Texte source:
Qu'a fait la France ? Elle a gravé dans le marbre de la loi – pour être sûr qu'il soit difficile et politiquement improductif de revenir en arrière – deux mesures à contre-cycle dont elle ne sait plus comment se dépêtrer et dont on mesure tous les jours les effets économiques négatifs, l'une sur la retraite à 60 ans, l'autre sur les 35 heures. Elle se refuse, à travers des journaux télévisés indigents, à expliquer le monde aux Français, à leur montrer comment on peut s'adapter, réussir, évoluer, à expliquer ce que fait l'Allemagne, et pourquoi elle l'a fait. Elle continue à encenser des courants de pensée qui rejettent les efforts à venir sur les "autres" (c'est-à-dire en priorité nos enfants), qui prétendent, sans que l'on crie au fou, qu'il faut encore augmenter les cotisations sociales des entreprises pour les retraites (comme si cela ne pesait pas autant que les cotisations salariés sur le coût du travail), ou qu'on règlera tout en faisant "payer les riches". Elle réussit enfin, au terme d'un de ces "coups" politiques suicidaires dont nous avons le secret, à torpiller un projet de TVA sociale au moment même où les Allemands le mettent en place chez eux.

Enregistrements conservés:
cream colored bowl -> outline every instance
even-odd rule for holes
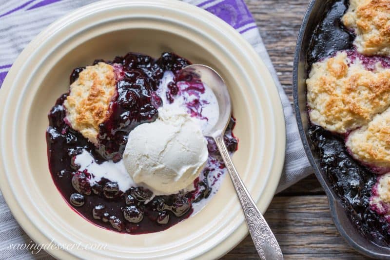
[[[201,211],[168,230],[119,234],[87,221],[66,204],[48,167],[47,113],[67,91],[69,75],[96,59],[128,51],[158,57],[173,51],[215,68],[227,83],[239,139],[234,160],[262,212],[284,159],[283,110],[270,73],[252,47],[207,12],[174,0],[112,0],[86,6],[54,22],[24,49],[0,90],[0,187],[14,216],[38,243],[60,259],[215,258],[247,233],[230,180]],[[88,245],[106,245],[104,250]],[[84,248],[85,246],[87,248]]]

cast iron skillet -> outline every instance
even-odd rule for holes
[[[319,158],[314,152],[313,145],[309,137],[305,80],[309,68],[309,63],[311,61],[308,60],[310,58],[308,58],[307,53],[310,47],[314,30],[322,20],[325,14],[329,11],[331,6],[336,1],[336,0],[312,0],[299,31],[295,50],[292,79],[294,107],[298,128],[309,160],[328,196],[331,213],[340,233],[351,246],[359,252],[372,258],[390,259],[390,248],[380,246],[369,241],[357,230],[352,223],[340,199],[332,190],[331,184],[326,176],[320,170]],[[330,25],[332,26],[332,24]],[[337,33],[337,32],[334,33]],[[339,49],[347,48],[345,47],[348,46],[342,45],[348,45],[348,43],[343,41],[342,38],[340,37],[339,42],[334,42],[332,46],[336,48],[339,47]],[[327,50],[326,48],[322,50],[325,52]],[[327,56],[328,54],[325,54]]]

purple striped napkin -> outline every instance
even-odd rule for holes
[[[184,1],[214,14],[241,33],[263,59],[276,83],[284,110],[288,144],[284,170],[278,191],[312,173],[301,143],[291,105],[279,83],[256,23],[245,2],[243,0]],[[35,36],[59,17],[94,1],[0,0],[0,87],[12,63]],[[33,243],[13,217],[0,192],[0,259],[51,258],[43,250],[32,254],[28,246]]]

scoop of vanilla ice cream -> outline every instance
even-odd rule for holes
[[[207,142],[200,127],[184,112],[160,108],[154,122],[129,135],[125,167],[136,183],[163,193],[186,188],[207,160]]]

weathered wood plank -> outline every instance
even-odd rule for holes
[[[246,0],[290,100],[298,31],[309,0]],[[312,175],[277,195],[265,217],[289,259],[367,259],[340,237]],[[250,237],[223,259],[257,259]]]
[[[276,195],[277,196],[323,195],[325,193],[314,174],[309,175],[291,187]]]
[[[352,249],[339,235],[325,195],[275,197],[265,217],[285,259],[367,259]],[[250,237],[223,259],[239,258],[257,258]]]
[[[292,100],[295,43],[309,0],[246,0],[256,20],[280,83]]]

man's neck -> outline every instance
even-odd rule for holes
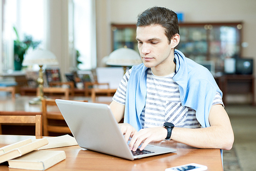
[[[163,76],[174,73],[176,69],[176,63],[174,61],[174,55],[173,58],[169,58],[169,59],[168,62],[152,68],[151,70],[154,75]]]

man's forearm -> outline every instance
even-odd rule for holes
[[[170,138],[177,142],[201,148],[229,150],[233,142],[233,132],[218,126],[201,129],[174,127]]]

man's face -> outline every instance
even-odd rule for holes
[[[147,68],[163,68],[173,62],[172,47],[160,25],[138,27],[138,48],[144,65]]]

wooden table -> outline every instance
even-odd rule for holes
[[[0,96],[0,115],[34,115],[41,114],[41,104],[29,104],[30,100],[32,100],[36,96],[20,96],[15,98],[12,98],[10,96]],[[50,98],[56,98],[65,99],[63,96],[49,96]],[[87,100],[89,98],[86,97],[74,97],[71,100]],[[89,100],[88,100],[89,101]],[[50,109],[51,111],[54,111],[57,108]]]
[[[28,138],[35,137],[0,135],[0,147]],[[166,168],[190,163],[206,165],[207,170],[223,170],[220,151],[218,149],[199,149],[173,140],[163,140],[153,144],[176,148],[177,151],[175,153],[130,161],[84,149],[78,145],[52,148],[49,150],[65,151],[67,158],[47,170],[164,170]],[[0,170],[10,170],[6,163],[5,165],[0,165]]]

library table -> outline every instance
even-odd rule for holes
[[[33,136],[0,135],[0,147]],[[200,149],[173,140],[163,140],[154,145],[176,148],[177,151],[134,161],[80,148],[78,145],[46,150],[64,151],[66,159],[47,170],[164,170],[165,168],[190,163],[206,165],[207,170],[223,170],[220,149]],[[0,170],[10,170],[6,162],[0,164]],[[25,170],[12,169],[11,170]]]
[[[35,115],[41,114],[41,104],[29,104],[29,101],[36,96],[18,96],[15,98],[10,96],[0,96],[0,115]],[[63,96],[49,96],[50,98],[65,99]],[[88,100],[88,97],[75,97],[70,100]],[[58,111],[57,108],[50,108],[51,111]]]

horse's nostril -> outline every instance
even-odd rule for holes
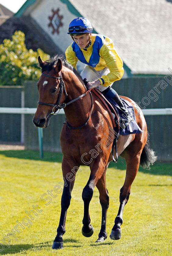
[[[43,124],[45,123],[46,122],[46,119],[45,118],[43,118],[42,119],[40,119],[39,122],[38,124]]]
[[[37,119],[33,118],[33,123],[36,126],[38,127],[44,127],[46,122],[46,119],[45,118],[42,118],[41,119]]]

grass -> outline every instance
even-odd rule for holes
[[[66,232],[63,236],[64,249],[53,250],[51,247],[58,224],[61,194],[55,198],[48,195],[51,201],[47,205],[45,204],[50,199],[43,201],[41,197],[48,194],[47,190],[54,191],[54,186],[62,182],[61,159],[61,154],[55,153],[45,152],[44,158],[40,159],[37,152],[0,151],[0,243],[5,245],[1,252],[2,255],[171,255],[171,163],[157,163],[150,170],[140,168],[125,208],[122,237],[114,241],[109,238],[119,206],[120,189],[125,178],[125,165],[121,158],[117,164],[111,163],[107,172],[110,197],[107,239],[104,243],[94,242],[100,229],[101,215],[96,188],[90,211],[94,232],[88,238],[82,234],[83,207],[81,195],[90,171],[88,167],[81,166],[82,172],[76,177],[68,212]],[[54,194],[56,194],[54,192]],[[26,212],[34,210],[33,205],[37,205],[39,211],[34,210],[37,215],[32,214],[34,219]],[[25,216],[28,217],[27,220]],[[28,223],[24,226],[23,224],[24,229],[19,228],[20,233],[13,233],[16,222],[22,224],[22,219],[25,224]],[[7,237],[8,233],[11,235],[7,237]],[[9,247],[5,243],[9,244]],[[0,245],[0,250],[3,249]]]

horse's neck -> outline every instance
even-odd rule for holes
[[[67,89],[68,101],[72,100],[86,91],[86,89],[79,79],[72,80],[68,83]],[[90,94],[69,104],[64,109],[68,122],[73,127],[80,126],[87,120],[91,108]]]

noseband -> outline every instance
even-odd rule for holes
[[[53,107],[53,109],[52,109],[52,112],[51,113],[50,113],[50,114],[54,115],[57,115],[57,114],[59,112],[59,111],[60,111],[60,110],[61,109],[61,108],[65,108],[66,107],[66,106],[67,106],[69,104],[71,104],[71,103],[74,102],[76,101],[77,101],[77,100],[79,100],[79,99],[80,99],[81,98],[82,98],[84,96],[85,96],[85,95],[86,95],[87,94],[88,92],[89,92],[90,94],[91,98],[91,113],[86,122],[84,124],[83,124],[81,126],[80,126],[79,127],[77,127],[77,128],[74,128],[72,127],[71,126],[70,126],[68,123],[66,119],[65,120],[65,123],[64,123],[65,124],[66,124],[68,126],[69,128],[70,128],[70,129],[79,129],[80,128],[82,128],[82,127],[85,126],[87,124],[91,116],[91,115],[92,112],[93,111],[93,102],[92,95],[91,95],[91,92],[90,91],[91,90],[91,89],[90,89],[88,91],[87,91],[86,92],[85,92],[83,94],[82,94],[82,95],[80,95],[80,96],[79,96],[79,97],[77,97],[77,98],[75,98],[75,99],[74,99],[72,100],[72,101],[71,101],[69,102],[68,102],[68,103],[66,103],[66,104],[65,103],[60,104],[60,99],[61,97],[61,95],[62,95],[63,92],[63,90],[64,90],[64,91],[65,93],[65,100],[66,100],[66,96],[68,96],[68,94],[67,94],[67,93],[66,92],[66,91],[65,86],[65,83],[64,83],[64,81],[63,80],[63,78],[62,77],[62,76],[61,76],[61,71],[60,72],[60,77],[56,77],[55,76],[49,76],[48,75],[46,75],[45,74],[43,74],[43,73],[42,73],[41,74],[43,75],[43,76],[47,76],[48,77],[50,77],[50,78],[54,78],[55,79],[60,79],[60,83],[59,84],[59,86],[60,87],[59,96],[58,97],[58,99],[57,100],[57,101],[56,103],[55,103],[55,104],[51,104],[50,103],[44,103],[44,102],[40,102],[40,101],[38,101],[37,102],[38,104],[40,104],[41,105],[46,105],[47,106],[51,106],[52,107]],[[54,108],[55,111],[54,111]],[[55,113],[58,110],[59,111],[58,111],[58,112],[57,114],[55,114]]]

Consignes de travail:
• a. Répondez à ces questions d'après le texte source :
(i) Quelles sont les deux mesures que la France a inscrites dans la loi ?
(ii) Qui désignent en priorité les « autres » sur lesquels certains courants de pensée rejettent les efforts à venir ?
(iii) Quel projet la France a-t-elle torpillé, et que font les Allemands au même moment ?
• b. Réécrivez sous forme de liste le paragraphe du texte source qui commence par « Qu'a fait la France ? », en gardant ses faits principaux.
• c. Poursuivez le texte source sur les choix économiques de la France, à partir de sa dernière phrase.

Réponses attendues:
• a.
(i) La retraite à 60 ans et les 35 heures.
(ii) Nos enfants.
(iii) Un projet de TVA sociale, alors que les Allemands le mettent en place chez eux.

• b.
- Inscription dans la loi, pour rendre tout retour en arrière difficile, de deux mesures à contre-cycle aux effets économiques négatifs : la retraite à 60 ans et les 35 heures.
- Refus, à travers des journaux télévisés indigents, d'expliquer le monde aux Français, de leur montrer comment s'adapter et d'expliquer ce que fait l'Allemagne et pourquoi.
- Éloge de courants de pensée qui reportent les efforts sur les « autres », surtout nos enfants. Ces courants veulent augmenter les cotisations sociales des entreprises pour les retraites ou « faire payer les riches ».
- Torpillage, par un « coup » politique suicidaire, d'un projet de TVA sociale, au moment où les Allemands le mettent en place.

• c.
Courage, nous ne sommes qu'en .... 1937 et le niveau de vie des Allemands a baissé. Au fait, qu'en est-il du nôtre?
Car c'est l'autre question majeure. Pouvons-nous mener de telles politiques sans repenser profondément notre système de solidarité au profit de ceux qui sont les plus fragilisés ? Bien sûr que non. Mais cette solidarité ne peut plus se faire autant que par le passé sur le dos des entreprises qui s'évertuent encore à produire en France, mais sur notre dos à tous, en commençant par les plus riches et par ceux qui ont un emploi. Cela aussi, c'est une leçon allemande. Curieusement, on n'en parle jamais dans nos "étranges lucarnes" télévisuelles.
François Michaux est ancien responsable de la prospective ressources humaines chez Renault.